## Teks
_ _ _ _

Nyaris tak ada yang gratis di dunia ini. Air bayar, listrik bayar, bahkan informasi dari media di internet yang mungkin dianggap berita gratis pun sebenernya kita bayar dengan berbagai skema.
Salah satu ganjaran yang harus kita bayarkan pada media gratisan adalah kekecewaan dan kekesalan. Seperti yang saya rasakan tatkala melihat keributan soal berita Detik yang membahas kehidupan seks Nora, istri Jerinx SID beberapa waktu lalu. Tanpa konfirmasi dan nirsubstansi.
Baru-baru ini juga muncul kembali berita sensasional tentang Aprilia Manganang (mantan atlet voli wanita) yang menderita hipospadia. Alih-alih bersimpati atau mengedukasi tentang penyakitnya, ada media yang memilih fokus pada sisi-sisi yang merendahkan penyintas. Misalnya dengan fokus memberitakan ukuran kelaminnya.
Suatu kali saya pernah bertanya dengan pengelola media online lokal tentang jumlah tulisan yang ditayangkan tiap harinya. Darinya saya tahu bahwa media lokal yang peringkat Alexanya di angka ribuan saja menayangkan lebih dari 50 tulisan perhari. Apalagi sekelas Detik yang bercokol di peringkat 10 besar Indonesia, pastinya ratusan tulisan. Saya sebut tulisan karena tak semuanya berita dan produk jurnalistik.
Membayangkan ratusan tulisan perhari membuat saya yakin banyak proses verifikasi yang ditrabas. Seperti yang terjadi pada tulisan tentang Nora Alexandra. Ndilalahnya Mbak Nora itu vokal di sosial media, sehingga kejadian ini membuat Detik kelimpungan. Sebenarnya masih banyak artikel dengan kualitas serupa.

_ _ _ _

## Bagian Data
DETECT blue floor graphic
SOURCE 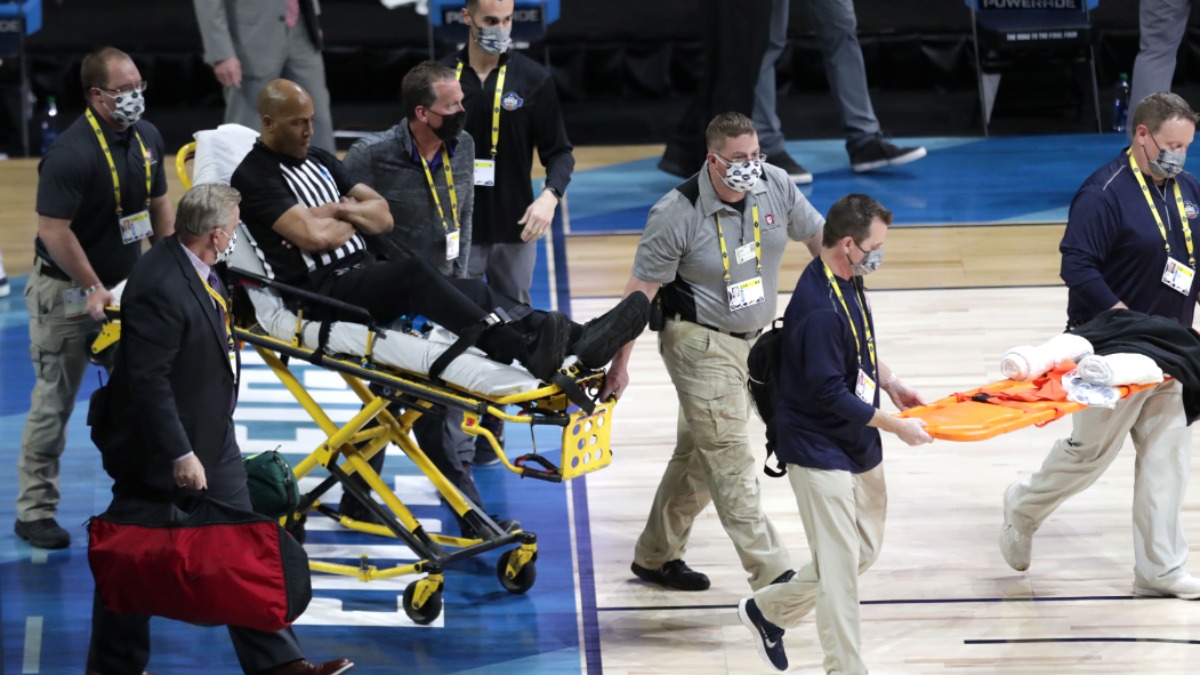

_ _ _ _

## Tugas
Salin seluruh teks tentang media daring gratisan di atas, kata demi kata, tanpa perubahan apa pun.

## Penyelesaian Latihan
Nyaris tak ada yang gratis di dunia ini. Air bayar, listrik bayar, bahkan informasi dari media di internet yang mungkin dianggap berita gratis pun sebenernya kita bayar dengan berbagai skema.
Salah satu ganjaran yang harus kita bayarkan pada media gratisan adalah kekecewaan dan kekesalan. Seperti yang saya rasakan tatkala melihat keributan soal berita Detik yang membahas kehidupan seks Nora, istri Jerinx SID beberapa waktu lalu. Tanpa konfirmasi dan nirsubstansi.
Baru-baru ini juga muncul kembali berita sensasional tentang Aprilia Manganang (mantan atlet voli wanita) yang menderita hipospadia. Alih-alih bersimpati atau mengedukasi tentang penyakitnya, ada media yang memilih fokus pada sisi-sisi yang merendahkan penyintas. Misalnya dengan fokus memberitakan ukuran kelaminnya.
Suatu kali saya pernah bertanya dengan pengelola media online lokal tentang jumlah tulisan yang ditayangkan tiap harinya. Darinya saya tahu bahwa media lokal yang peringkat Alexanya di angka ribuan saja menayangkan lebih dari 50 tulisan perhari. Apalagi sekelas Detik yang bercokol di peringkat 10 besar Indonesia, pastinya ratusan tulisan. Saya sebut tulisan karena tak semuanya berita dan produk jurnalistik.
Membayangkan ratusan tulisan perhari membuat saya yakin banyak proses verifikasi yang ditrabas. Seperti yang terjadi pada tulisan tentang Nora Alexandra. Ndilalahnya Mbak Nora itu vokal di sosial media, sehingga kejadian ini membuat Detik kelimpungan. Sebenarnya masih banyak artikel dengan kualitas serupa.